— TASK INSTRUCTIONS —
The records below are to be transcribed word for word.

— PROVIDED MATERIAL —
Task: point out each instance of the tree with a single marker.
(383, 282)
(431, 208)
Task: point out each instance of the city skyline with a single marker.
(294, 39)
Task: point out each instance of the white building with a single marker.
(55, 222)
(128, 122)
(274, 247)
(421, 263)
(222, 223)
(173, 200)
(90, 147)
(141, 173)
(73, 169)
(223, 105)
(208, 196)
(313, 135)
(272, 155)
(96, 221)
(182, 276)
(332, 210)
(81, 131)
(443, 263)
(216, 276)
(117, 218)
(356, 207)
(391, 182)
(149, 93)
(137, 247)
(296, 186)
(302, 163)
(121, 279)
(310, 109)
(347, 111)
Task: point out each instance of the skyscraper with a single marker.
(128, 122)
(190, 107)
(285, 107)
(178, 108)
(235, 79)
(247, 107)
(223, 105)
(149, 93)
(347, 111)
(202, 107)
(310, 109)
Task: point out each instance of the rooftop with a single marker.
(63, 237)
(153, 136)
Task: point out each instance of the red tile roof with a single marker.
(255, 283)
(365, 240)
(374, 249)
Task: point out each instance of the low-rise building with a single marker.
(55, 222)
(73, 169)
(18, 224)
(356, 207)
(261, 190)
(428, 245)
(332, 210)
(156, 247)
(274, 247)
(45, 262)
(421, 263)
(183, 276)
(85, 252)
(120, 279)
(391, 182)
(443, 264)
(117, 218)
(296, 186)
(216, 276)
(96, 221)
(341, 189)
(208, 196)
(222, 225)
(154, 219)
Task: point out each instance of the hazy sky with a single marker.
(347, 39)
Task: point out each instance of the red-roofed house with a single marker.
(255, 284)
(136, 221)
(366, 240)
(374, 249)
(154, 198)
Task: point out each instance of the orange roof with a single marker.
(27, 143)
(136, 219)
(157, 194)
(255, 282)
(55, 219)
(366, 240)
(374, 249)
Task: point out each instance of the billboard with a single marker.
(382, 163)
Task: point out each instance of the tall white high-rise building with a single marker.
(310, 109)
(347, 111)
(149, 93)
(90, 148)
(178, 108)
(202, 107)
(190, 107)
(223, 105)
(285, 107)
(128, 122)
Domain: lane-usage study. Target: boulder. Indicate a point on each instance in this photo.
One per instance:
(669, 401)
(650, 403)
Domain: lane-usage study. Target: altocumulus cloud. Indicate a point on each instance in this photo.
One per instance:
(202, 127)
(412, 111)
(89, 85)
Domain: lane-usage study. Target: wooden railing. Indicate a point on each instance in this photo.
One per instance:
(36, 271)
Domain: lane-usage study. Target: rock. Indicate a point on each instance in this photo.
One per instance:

— EXPECTED ANSWER —
Task: point out each instance of the tree with a single marker.
(383, 282)
(431, 208)
Task: point out each instance of the city skyline with a single marker.
(294, 39)
Task: point out each instance of the white building with a single marker.
(55, 222)
(128, 122)
(274, 247)
(421, 263)
(222, 223)
(173, 200)
(90, 147)
(141, 173)
(73, 169)
(223, 105)
(208, 196)
(313, 135)
(272, 155)
(96, 221)
(182, 276)
(332, 210)
(81, 131)
(443, 263)
(216, 276)
(117, 218)
(356, 207)
(391, 182)
(149, 93)
(137, 247)
(296, 186)
(302, 163)
(121, 279)
(310, 109)
(347, 111)
Task: point out each instance of the skyscraper with a single marker.
(128, 122)
(190, 107)
(285, 107)
(178, 108)
(235, 79)
(247, 107)
(223, 105)
(149, 93)
(347, 111)
(202, 107)
(310, 109)
Task: point out each instance of the rooftop with a single marker.
(63, 237)
(153, 136)
Task: point out each instance of the red tile roof with a single marker.
(255, 283)
(365, 240)
(374, 249)
Task: point out each instance of the low-rise building with a single marker.
(55, 222)
(73, 169)
(18, 224)
(356, 207)
(261, 190)
(428, 245)
(332, 210)
(156, 247)
(274, 247)
(45, 262)
(421, 263)
(183, 276)
(85, 252)
(120, 279)
(391, 182)
(443, 264)
(117, 218)
(296, 186)
(216, 276)
(96, 221)
(341, 189)
(208, 196)
(222, 225)
(154, 219)
Task: point out each instance of the hazy sky with a single marker.
(347, 39)
Task: point out each instance of the red-roofed house with a single marker.
(255, 284)
(136, 221)
(366, 240)
(374, 249)
(154, 198)
Task: point out each instance of the orange roof with a single marker.
(27, 143)
(136, 219)
(157, 194)
(255, 282)
(55, 219)
(366, 240)
(374, 249)
Task: point out each instance of the billboard with a single marker.
(382, 163)
Task: point out each instance of the tall white high-rise building with a single marker.
(310, 109)
(347, 111)
(149, 93)
(90, 148)
(178, 108)
(202, 107)
(190, 107)
(223, 105)
(285, 107)
(128, 122)
Domain: lane-usage study. Target: boulder. Indicate a point on each instance in this photo.
One per instance:
(669, 401)
(650, 403)
Domain: lane-usage study. Target: altocumulus cloud. Indicate a point on each instance in this photo.
One per instance:
(202, 127)
(412, 111)
(89, 85)
Domain: lane-usage study. Target: wooden railing. Indicate a point on each instance in this photo.
One per instance:
(36, 271)
Domain: lane-usage study. Target: rock. Indicate a point on each instance in this photo.
One per instance:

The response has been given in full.